Exercise directions
Quote the data below in full, please, without altering anything.

Stored rows
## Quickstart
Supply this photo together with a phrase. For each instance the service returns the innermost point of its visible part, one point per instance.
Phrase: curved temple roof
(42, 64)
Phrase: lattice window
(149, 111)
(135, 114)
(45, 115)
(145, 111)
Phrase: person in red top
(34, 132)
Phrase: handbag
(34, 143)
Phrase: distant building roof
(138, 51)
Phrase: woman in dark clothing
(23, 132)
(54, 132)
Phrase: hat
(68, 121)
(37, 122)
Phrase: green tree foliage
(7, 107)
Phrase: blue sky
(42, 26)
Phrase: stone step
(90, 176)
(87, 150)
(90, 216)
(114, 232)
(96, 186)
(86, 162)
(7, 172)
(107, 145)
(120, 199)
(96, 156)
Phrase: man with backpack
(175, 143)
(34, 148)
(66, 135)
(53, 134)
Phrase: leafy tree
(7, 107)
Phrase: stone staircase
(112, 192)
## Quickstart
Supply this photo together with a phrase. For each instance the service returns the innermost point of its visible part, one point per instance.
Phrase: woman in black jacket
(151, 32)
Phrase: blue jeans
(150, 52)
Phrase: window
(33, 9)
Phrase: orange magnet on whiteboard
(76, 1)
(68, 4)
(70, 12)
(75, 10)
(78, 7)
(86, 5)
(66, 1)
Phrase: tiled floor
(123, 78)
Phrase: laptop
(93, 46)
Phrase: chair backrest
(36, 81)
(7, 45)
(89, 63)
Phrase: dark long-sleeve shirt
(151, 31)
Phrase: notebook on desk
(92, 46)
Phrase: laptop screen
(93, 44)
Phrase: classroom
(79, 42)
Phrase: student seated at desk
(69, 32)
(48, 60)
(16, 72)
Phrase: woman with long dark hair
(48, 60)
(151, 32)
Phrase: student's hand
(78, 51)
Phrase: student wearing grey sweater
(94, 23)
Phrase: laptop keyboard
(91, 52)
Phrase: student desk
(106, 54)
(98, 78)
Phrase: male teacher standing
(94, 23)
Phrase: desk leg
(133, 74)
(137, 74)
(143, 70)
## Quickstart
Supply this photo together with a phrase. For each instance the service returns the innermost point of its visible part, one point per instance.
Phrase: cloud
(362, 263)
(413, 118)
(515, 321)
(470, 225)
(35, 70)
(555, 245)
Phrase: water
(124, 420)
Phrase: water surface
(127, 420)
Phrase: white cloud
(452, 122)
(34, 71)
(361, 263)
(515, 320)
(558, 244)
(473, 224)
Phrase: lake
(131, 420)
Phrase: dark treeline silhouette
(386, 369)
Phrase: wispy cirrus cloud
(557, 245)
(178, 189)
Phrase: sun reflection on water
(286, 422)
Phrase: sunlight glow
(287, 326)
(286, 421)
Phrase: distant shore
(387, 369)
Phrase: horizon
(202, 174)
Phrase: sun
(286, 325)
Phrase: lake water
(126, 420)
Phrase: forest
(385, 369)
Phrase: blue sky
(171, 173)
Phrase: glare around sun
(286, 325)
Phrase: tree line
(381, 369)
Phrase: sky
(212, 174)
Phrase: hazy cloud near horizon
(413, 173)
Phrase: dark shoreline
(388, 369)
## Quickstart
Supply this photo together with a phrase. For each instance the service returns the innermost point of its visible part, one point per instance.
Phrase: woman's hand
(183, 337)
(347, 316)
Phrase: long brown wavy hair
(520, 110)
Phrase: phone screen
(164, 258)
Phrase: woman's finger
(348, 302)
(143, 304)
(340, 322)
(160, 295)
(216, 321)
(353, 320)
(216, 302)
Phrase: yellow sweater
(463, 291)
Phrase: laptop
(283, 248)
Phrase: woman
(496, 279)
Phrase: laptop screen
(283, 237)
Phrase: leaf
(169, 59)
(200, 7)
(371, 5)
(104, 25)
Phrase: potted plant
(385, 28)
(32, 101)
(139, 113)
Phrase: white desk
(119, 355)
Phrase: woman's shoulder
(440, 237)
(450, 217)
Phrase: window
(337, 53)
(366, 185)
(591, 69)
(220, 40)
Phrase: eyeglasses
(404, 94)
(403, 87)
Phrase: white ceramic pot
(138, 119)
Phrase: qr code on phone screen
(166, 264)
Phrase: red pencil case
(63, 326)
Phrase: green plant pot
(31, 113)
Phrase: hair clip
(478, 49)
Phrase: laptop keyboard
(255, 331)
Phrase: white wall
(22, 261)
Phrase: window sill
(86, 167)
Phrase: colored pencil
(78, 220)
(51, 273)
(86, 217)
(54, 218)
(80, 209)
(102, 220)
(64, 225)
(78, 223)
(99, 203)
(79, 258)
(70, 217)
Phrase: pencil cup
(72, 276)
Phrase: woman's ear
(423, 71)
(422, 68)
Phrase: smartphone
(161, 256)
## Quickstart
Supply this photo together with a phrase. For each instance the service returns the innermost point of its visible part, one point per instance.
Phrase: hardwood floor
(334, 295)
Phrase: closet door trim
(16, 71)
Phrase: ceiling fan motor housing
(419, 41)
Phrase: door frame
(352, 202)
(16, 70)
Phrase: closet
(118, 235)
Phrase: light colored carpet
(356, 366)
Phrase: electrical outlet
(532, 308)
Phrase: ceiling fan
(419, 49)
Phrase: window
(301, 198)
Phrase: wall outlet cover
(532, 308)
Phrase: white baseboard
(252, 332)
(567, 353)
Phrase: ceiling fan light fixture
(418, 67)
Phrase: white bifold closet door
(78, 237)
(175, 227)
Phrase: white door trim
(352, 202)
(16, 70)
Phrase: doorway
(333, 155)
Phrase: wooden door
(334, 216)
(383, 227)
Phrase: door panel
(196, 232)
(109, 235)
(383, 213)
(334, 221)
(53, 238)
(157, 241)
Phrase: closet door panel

Output for this exercise
## Quickstart
Supply this photo together with a phrase. For each instance the service returns the innermost point of its visible part, one point per instance.
Phrase: curved temple roof
(42, 64)
Phrase: lattice window
(149, 111)
(135, 114)
(45, 115)
(145, 111)
Phrase: person in red top
(34, 132)
Phrase: handbag
(34, 143)
Phrase: distant building roof
(138, 51)
Phrase: woman in dark clothing
(23, 132)
(54, 132)
Phrase: hat
(68, 121)
(37, 122)
Phrase: green tree foliage
(7, 107)
Phrase: blue sky
(42, 26)
Phrase: stone step
(90, 176)
(87, 150)
(90, 216)
(114, 232)
(96, 186)
(86, 162)
(7, 172)
(107, 145)
(120, 199)
(96, 156)
Phrase: man with backpack
(175, 143)
(34, 148)
(66, 135)
(53, 134)
Phrase: leafy tree
(7, 107)
Phrase: stone staircase
(112, 192)
## Quickstart
Supply this photo together with a phrase. For each instance the service returns the innermost point of its visible part, one point per instance.
Phrase: woman in black jacket
(151, 32)
Phrase: blue jeans
(150, 52)
Phrase: window
(33, 9)
Phrase: orange magnet on whiteboard
(76, 1)
(68, 4)
(70, 12)
(75, 10)
(78, 7)
(86, 5)
(66, 1)
Phrase: tiled floor
(123, 78)
Phrase: laptop
(93, 46)
Phrase: chair backrest
(36, 81)
(7, 45)
(89, 63)
Phrase: dark long-sleeve shirt
(151, 31)
Phrase: notebook on desk
(92, 46)
Phrase: laptop screen
(93, 44)
Phrase: classroom
(79, 42)
Phrase: student seated at desk
(69, 32)
(48, 60)
(16, 72)
Phrase: woman with long dark hair
(48, 60)
(151, 32)
Phrase: student's hand
(78, 51)
Phrase: student wearing grey sweater
(94, 23)
Phrase: laptop keyboard
(91, 52)
Phrase: student desk
(106, 54)
(98, 78)
Phrase: male teacher standing
(94, 23)
Phrase: desk leg
(133, 74)
(137, 74)
(143, 70)
## Quickstart
Supply this photo together with a phrase. For each instance the service returns the innermost point of its visible part, one point per instance.
Phrase: cloud
(362, 263)
(413, 118)
(515, 321)
(470, 225)
(35, 70)
(555, 245)
Phrase: water
(124, 420)
Phrase: water surface
(127, 420)
Phrase: white cloud
(452, 122)
(34, 71)
(361, 263)
(515, 320)
(558, 244)
(473, 224)
Phrase: lake
(131, 420)
Phrase: dark treeline silhouette
(386, 369)
Phrase: wispy cirrus cloud
(557, 245)
(178, 189)
Phrase: sun reflection on water
(286, 422)
Phrase: sunlight glow
(287, 326)
(286, 421)
Phrase: distant shore
(387, 369)
Phrase: horizon
(202, 174)
Phrase: sun
(286, 325)
Phrase: lake water
(126, 420)
Phrase: forest
(385, 369)
Phrase: blue sky
(171, 173)
Phrase: glare around sun
(286, 325)
Phrase: tree line
(381, 369)
Phrase: sky
(212, 174)
Phrase: hazy cloud near horizon
(413, 173)
Phrase: dark shoreline
(388, 369)
## Quickstart
Supply this photo together with a phrase. For each instance the service returns the innermost point of its visible part, one point per instance.
Phrase: woman's hand
(183, 337)
(347, 316)
Phrase: long brown wavy hair
(520, 110)
Phrase: phone screen
(164, 258)
Phrase: woman's finger
(348, 302)
(143, 304)
(340, 322)
(160, 295)
(216, 321)
(353, 320)
(216, 302)
Phrase: yellow sweater
(463, 291)
Phrase: laptop
(283, 248)
Phrase: woman
(496, 279)
Phrase: laptop screen
(283, 237)
Phrase: leaf
(169, 59)
(200, 7)
(371, 5)
(104, 25)
Phrase: potted plant
(385, 28)
(32, 101)
(139, 113)
Phrase: white desk
(119, 355)
Phrase: woman's shoulder
(440, 237)
(450, 217)
Phrase: window
(337, 53)
(366, 185)
(591, 69)
(220, 40)
Phrase: eyeglasses
(404, 94)
(403, 87)
Phrase: white ceramic pot
(138, 119)
Phrase: qr code on phone screen
(166, 264)
Phrase: red pencil case
(63, 326)
Phrase: green plant pot
(31, 113)
Phrase: hair clip
(478, 49)
Phrase: laptop keyboard
(255, 331)
Phrase: white wall
(22, 261)
Phrase: window sill
(86, 167)
Phrase: colored pencil
(78, 220)
(51, 273)
(86, 217)
(54, 218)
(80, 209)
(102, 220)
(64, 225)
(78, 223)
(99, 203)
(79, 258)
(70, 217)
Phrase: pencil cup
(72, 276)
Phrase: woman's ear
(423, 71)
(422, 68)
Phrase: smartphone
(161, 256)
## Quickstart
Supply this photo together with a phrase. For each instance the service returns the innermost point of its visible part, one point per instance.
Phrase: hardwood floor
(334, 295)
Phrase: closet door trim
(16, 71)
Phrase: ceiling fan motor housing
(419, 41)
Phrase: door frame
(352, 202)
(16, 70)
Phrase: closet
(118, 235)
Phrase: light colored carpet
(356, 366)
Phrase: electrical outlet
(532, 308)
Phrase: ceiling fan
(419, 49)
Phrase: window
(301, 198)
Phrase: wall outlet cover
(532, 308)
Phrase: white baseboard
(252, 332)
(567, 353)
Phrase: ceiling fan light fixture
(418, 67)
Phrase: white bifold closet door
(78, 237)
(175, 227)
Phrase: white door trim
(352, 202)
(16, 70)
Phrase: doorway
(333, 155)
Phrase: wooden door
(334, 216)
(383, 227)
Phrase: door panel
(196, 232)
(109, 235)
(383, 213)
(334, 221)
(53, 238)
(157, 241)
Phrase: closet door panel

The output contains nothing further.